(Object location annotation data)

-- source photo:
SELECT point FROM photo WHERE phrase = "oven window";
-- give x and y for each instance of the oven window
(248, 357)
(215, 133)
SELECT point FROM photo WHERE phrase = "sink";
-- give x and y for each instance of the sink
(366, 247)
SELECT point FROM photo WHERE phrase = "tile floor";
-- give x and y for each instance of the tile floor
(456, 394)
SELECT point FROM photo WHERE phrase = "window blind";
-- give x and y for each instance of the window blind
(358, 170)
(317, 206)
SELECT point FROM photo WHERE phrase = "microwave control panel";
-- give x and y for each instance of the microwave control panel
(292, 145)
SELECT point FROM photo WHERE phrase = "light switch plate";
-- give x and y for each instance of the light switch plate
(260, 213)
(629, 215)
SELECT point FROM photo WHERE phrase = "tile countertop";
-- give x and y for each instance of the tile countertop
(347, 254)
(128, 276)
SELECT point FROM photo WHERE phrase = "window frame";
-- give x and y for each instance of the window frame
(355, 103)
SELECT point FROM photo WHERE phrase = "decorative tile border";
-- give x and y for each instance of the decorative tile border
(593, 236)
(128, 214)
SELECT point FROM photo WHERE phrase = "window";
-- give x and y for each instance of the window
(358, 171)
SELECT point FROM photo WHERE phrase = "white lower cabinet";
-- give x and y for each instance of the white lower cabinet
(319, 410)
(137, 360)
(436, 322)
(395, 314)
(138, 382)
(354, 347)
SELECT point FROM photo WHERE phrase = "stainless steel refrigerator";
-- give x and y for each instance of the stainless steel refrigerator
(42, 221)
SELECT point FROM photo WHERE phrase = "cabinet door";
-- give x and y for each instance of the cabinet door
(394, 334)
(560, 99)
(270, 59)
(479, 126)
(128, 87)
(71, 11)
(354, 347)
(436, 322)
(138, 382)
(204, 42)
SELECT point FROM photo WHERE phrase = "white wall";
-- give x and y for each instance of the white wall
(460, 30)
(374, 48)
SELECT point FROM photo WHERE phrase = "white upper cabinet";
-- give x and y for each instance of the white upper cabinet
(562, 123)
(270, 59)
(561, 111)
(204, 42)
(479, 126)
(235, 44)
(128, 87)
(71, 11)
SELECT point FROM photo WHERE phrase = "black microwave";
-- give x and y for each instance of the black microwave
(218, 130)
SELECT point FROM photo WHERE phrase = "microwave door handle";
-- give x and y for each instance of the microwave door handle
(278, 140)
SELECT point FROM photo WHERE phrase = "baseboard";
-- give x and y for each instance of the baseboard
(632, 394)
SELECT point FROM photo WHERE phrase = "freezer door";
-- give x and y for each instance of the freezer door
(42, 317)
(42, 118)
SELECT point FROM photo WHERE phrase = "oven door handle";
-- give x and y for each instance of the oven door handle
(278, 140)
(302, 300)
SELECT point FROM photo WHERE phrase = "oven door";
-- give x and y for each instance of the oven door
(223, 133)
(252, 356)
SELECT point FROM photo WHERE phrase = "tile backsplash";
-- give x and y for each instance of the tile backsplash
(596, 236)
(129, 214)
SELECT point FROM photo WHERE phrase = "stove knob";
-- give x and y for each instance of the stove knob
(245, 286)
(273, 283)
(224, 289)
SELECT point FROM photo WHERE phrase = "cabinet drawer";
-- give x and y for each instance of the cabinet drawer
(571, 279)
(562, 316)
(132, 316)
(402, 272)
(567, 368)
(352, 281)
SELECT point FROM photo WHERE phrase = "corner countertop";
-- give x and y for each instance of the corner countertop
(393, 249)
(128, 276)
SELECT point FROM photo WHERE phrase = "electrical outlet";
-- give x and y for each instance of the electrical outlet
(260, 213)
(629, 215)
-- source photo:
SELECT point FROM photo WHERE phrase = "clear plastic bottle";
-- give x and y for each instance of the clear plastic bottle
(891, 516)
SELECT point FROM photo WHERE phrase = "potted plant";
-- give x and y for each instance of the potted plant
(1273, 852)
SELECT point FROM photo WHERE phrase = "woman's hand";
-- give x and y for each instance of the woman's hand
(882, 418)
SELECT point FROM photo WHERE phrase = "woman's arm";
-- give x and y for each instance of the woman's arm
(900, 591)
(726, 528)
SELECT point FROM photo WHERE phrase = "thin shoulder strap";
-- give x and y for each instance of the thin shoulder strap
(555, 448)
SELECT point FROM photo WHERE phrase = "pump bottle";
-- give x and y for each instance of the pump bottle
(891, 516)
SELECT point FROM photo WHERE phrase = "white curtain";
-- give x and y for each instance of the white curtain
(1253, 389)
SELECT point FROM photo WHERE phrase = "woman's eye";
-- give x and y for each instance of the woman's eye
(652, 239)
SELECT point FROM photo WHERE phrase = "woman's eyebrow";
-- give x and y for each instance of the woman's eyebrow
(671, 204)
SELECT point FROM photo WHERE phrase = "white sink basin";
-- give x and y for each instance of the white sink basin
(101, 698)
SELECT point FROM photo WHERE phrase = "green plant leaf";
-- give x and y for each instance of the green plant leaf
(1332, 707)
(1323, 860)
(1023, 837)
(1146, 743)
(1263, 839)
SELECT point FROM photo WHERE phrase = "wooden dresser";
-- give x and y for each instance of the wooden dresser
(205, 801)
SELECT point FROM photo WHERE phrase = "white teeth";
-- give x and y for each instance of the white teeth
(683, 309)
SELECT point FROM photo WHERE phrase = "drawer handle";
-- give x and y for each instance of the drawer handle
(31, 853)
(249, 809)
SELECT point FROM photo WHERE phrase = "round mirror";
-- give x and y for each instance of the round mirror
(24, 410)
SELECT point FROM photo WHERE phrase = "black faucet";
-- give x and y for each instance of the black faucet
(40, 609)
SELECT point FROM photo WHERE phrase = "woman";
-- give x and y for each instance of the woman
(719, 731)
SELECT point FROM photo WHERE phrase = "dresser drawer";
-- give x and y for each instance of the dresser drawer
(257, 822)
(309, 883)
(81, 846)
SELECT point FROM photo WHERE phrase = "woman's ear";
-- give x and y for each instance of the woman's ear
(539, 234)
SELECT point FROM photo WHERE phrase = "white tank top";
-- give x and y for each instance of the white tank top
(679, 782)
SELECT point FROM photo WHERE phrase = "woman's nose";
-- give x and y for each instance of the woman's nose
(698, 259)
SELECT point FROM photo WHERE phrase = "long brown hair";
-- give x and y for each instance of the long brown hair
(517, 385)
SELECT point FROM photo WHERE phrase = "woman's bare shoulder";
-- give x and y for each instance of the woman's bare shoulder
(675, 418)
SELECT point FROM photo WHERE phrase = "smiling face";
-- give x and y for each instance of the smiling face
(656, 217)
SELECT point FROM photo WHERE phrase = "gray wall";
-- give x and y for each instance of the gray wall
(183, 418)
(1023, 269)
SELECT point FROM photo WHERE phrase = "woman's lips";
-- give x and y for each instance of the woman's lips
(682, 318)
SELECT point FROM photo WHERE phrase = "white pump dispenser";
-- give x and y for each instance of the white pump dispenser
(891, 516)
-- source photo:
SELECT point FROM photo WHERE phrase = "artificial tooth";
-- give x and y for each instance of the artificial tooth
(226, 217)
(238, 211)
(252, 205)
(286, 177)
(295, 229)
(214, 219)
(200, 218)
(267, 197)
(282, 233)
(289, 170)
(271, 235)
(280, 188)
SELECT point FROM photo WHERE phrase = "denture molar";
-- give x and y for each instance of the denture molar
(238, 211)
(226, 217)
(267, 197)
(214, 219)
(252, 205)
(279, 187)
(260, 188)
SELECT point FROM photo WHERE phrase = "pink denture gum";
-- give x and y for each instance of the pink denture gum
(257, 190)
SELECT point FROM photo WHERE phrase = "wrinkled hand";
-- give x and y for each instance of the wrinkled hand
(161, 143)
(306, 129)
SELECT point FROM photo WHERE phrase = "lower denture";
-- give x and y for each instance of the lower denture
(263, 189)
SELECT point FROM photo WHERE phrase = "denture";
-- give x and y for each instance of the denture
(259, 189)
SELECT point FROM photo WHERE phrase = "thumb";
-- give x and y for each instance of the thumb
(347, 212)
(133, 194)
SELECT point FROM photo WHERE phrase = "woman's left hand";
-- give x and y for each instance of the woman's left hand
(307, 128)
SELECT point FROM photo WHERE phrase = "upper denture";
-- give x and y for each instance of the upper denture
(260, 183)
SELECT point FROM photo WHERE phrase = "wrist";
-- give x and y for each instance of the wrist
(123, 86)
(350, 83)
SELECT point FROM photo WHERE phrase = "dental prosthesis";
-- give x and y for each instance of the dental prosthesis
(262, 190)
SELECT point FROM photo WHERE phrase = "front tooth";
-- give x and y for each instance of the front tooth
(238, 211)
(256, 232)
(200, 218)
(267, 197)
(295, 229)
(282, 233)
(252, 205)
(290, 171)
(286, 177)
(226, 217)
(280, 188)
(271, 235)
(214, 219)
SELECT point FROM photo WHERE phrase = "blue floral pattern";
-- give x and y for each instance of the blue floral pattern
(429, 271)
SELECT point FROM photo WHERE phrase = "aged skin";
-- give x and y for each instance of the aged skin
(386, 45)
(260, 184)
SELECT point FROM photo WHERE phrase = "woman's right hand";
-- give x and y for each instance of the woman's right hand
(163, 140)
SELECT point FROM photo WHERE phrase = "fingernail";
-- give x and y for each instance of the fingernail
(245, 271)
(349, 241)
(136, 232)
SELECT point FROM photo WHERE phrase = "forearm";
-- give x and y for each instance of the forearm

■ **Job**
Extract each line in the records above that contains the string "frame", treating uppercase and lowercase as different.

■ **Task result**
SELECT point FROM photo WHERE phrase = "window frame";
-- give x and y for each instance of the window frame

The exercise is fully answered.